• WRITTEN TASK: Copy out every line from the line with "form [(652, 302)]." up to and including the line with "[(310, 373), (302, 373)]", and shift each answer point by adding 73 to both of its coordinates, leaving all other text unchanged.

---------- MATERIAL SUPPLIED

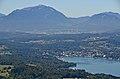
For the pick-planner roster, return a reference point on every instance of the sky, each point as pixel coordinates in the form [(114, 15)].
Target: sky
[(71, 8)]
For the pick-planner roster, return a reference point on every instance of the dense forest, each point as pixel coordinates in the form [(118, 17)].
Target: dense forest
[(36, 56)]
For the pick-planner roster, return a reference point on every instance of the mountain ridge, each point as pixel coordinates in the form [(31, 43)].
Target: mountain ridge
[(45, 18)]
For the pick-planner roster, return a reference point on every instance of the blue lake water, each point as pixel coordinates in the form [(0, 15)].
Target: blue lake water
[(95, 65)]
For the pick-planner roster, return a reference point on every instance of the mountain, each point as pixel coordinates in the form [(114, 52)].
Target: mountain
[(1, 15), (46, 19), (33, 18)]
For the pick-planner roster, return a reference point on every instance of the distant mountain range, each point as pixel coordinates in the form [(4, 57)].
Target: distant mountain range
[(1, 15), (46, 19)]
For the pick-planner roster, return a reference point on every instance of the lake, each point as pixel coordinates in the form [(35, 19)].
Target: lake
[(95, 65)]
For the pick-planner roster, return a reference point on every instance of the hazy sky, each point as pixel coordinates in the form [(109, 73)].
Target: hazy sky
[(71, 8)]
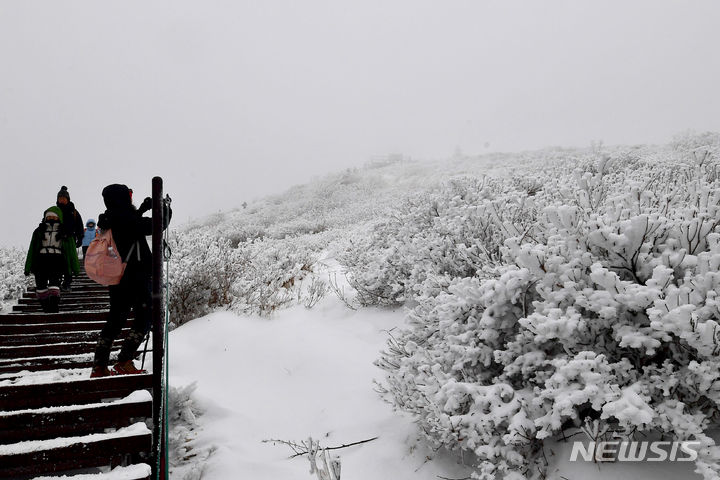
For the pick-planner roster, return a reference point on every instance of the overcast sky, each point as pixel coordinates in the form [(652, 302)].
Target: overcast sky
[(232, 100)]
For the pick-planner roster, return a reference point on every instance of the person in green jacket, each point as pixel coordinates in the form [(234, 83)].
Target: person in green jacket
[(52, 254)]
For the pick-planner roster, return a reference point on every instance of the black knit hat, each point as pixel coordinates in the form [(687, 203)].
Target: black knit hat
[(63, 193)]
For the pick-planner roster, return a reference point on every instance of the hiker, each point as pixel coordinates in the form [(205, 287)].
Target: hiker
[(50, 256), (129, 229), (72, 227), (90, 234)]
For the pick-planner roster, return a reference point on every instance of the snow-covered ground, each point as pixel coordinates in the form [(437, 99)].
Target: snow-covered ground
[(310, 373), (302, 373)]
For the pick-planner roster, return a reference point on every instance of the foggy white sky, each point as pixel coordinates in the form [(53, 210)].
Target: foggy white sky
[(231, 100)]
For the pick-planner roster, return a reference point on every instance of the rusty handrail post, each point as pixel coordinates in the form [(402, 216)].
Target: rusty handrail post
[(158, 329)]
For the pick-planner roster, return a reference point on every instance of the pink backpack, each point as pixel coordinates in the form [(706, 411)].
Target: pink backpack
[(102, 260)]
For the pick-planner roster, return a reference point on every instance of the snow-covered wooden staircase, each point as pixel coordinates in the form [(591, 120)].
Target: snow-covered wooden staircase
[(54, 419)]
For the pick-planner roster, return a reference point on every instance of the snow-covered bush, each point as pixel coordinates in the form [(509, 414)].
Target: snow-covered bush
[(454, 231), (209, 272), (12, 279), (605, 309)]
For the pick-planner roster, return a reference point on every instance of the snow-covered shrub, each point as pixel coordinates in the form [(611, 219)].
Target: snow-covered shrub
[(12, 279), (208, 272), (454, 231), (202, 270), (605, 309)]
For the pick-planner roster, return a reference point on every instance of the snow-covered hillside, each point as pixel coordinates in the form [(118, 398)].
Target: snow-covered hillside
[(476, 315), (523, 299)]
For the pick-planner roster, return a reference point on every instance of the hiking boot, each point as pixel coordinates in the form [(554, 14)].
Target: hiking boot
[(127, 368), (101, 372), (53, 304)]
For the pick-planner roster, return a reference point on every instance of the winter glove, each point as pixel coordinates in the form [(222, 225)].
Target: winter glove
[(145, 206)]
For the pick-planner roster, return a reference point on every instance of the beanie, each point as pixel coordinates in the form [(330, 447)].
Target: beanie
[(64, 193)]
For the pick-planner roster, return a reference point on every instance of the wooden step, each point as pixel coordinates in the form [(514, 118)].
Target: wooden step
[(69, 348), (75, 392), (30, 459), (140, 471), (21, 366), (53, 327), (49, 338), (46, 423), (64, 317), (79, 300), (73, 294), (64, 307)]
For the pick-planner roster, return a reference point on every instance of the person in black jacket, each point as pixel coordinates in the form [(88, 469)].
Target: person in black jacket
[(129, 229), (72, 227)]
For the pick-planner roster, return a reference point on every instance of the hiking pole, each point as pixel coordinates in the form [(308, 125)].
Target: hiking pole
[(159, 420)]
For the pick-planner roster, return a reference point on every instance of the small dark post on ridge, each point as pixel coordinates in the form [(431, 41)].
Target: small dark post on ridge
[(158, 319)]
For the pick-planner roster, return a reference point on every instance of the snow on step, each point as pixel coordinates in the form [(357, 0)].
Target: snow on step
[(132, 472), (137, 396), (137, 429)]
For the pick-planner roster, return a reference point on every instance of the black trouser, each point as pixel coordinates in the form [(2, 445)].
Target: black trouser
[(133, 293), (48, 271)]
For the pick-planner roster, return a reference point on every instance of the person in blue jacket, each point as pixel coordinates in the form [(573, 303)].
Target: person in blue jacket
[(90, 233)]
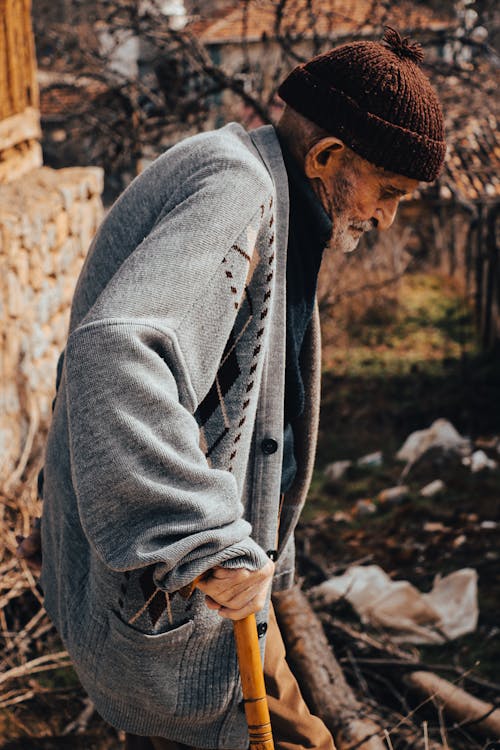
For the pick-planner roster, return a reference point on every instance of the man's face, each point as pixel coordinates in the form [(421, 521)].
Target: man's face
[(357, 195)]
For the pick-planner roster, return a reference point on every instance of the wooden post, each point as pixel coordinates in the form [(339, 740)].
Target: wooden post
[(20, 149)]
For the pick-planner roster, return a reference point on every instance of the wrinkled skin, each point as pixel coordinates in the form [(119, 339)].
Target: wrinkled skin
[(357, 195)]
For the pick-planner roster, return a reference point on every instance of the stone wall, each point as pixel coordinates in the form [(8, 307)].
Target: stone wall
[(47, 220)]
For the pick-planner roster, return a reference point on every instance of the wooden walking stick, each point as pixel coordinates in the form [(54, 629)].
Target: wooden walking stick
[(252, 684), (252, 678)]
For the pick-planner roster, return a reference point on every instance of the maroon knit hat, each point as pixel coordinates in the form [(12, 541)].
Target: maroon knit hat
[(375, 97)]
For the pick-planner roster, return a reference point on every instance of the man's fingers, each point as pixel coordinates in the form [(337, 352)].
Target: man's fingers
[(255, 605), (211, 603)]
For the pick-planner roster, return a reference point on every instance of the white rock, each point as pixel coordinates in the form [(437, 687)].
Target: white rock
[(440, 434), (365, 507), (337, 469), (488, 525), (371, 459), (479, 461), (394, 495), (433, 488)]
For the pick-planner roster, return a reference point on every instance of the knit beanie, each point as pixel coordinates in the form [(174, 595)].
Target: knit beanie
[(377, 100)]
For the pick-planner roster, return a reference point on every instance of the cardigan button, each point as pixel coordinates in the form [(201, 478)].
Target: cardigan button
[(269, 446), (261, 629)]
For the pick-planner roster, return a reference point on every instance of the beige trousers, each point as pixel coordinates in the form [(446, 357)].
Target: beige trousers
[(294, 727)]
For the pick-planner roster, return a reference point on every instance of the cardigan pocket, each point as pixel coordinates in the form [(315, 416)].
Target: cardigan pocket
[(143, 669)]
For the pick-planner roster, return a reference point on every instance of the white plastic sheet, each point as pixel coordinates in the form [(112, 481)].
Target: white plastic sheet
[(448, 611)]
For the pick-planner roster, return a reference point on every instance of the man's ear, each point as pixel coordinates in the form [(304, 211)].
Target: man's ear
[(324, 155)]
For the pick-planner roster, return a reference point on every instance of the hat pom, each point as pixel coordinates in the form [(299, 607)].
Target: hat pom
[(403, 48)]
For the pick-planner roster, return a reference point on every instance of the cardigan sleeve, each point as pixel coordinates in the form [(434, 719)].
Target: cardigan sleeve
[(145, 491)]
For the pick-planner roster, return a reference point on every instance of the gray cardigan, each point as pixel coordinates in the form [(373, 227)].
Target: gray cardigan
[(164, 454)]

--------------------

• SOLUTION TO THE EXERCISE:
For the pick-planner roster, return a reference point on every instance of the overcast sky, each point as pixel coordinates in the form [(652, 302)].
Target: overcast sky
[(305, 173)]
For the pick-planner roster, return a reference point on every instance of the person in green jacket, each point as pixel coordinates in the form [(234, 83)].
Target: person in green jacket
[(125, 327)]
For the pick-planner roster, return a reference point on every instance of the black knit hat, each point as pixel coordinates in the form [(687, 203)].
Target: black knit hat
[(136, 266)]
For the pick-planner roster, return a reference point on every instance of the hiker, each point as pixel coordinates in the form [(205, 287)].
Target: hiker
[(123, 329), (202, 302), (145, 300), (163, 307)]
For the pick-planner roster, return a reference point on every instance of the snow-covered ground, each point as pixel coordinates in the form [(437, 99)].
Target: snow-covered ground
[(383, 446), (375, 446)]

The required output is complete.